*What needs to be done*. Extract from the data below, without any change, only the lines from the one containing "monitor, one line per instance." through the last line of the data, including both ends.

------------------------------------------------------------

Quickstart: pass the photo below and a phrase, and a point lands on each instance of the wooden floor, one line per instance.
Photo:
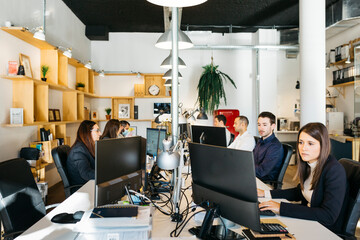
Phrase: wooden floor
(56, 192)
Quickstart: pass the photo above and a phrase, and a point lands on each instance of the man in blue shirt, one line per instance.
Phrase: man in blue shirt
(268, 152)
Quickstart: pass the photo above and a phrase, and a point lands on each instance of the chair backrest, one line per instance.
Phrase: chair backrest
(21, 204)
(288, 151)
(60, 155)
(352, 169)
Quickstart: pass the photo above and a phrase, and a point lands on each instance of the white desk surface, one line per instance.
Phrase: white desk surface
(83, 200)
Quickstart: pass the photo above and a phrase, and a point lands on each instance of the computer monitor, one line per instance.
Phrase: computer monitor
(225, 180)
(119, 162)
(208, 135)
(154, 139)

------------------------------------------------------------

*Result*.
Quickstart: pass the photo above and a phrase, and a point lands on each instance of the computer monitor, one line per instance.
Phrase: computer monitor
(225, 180)
(119, 162)
(208, 135)
(154, 139)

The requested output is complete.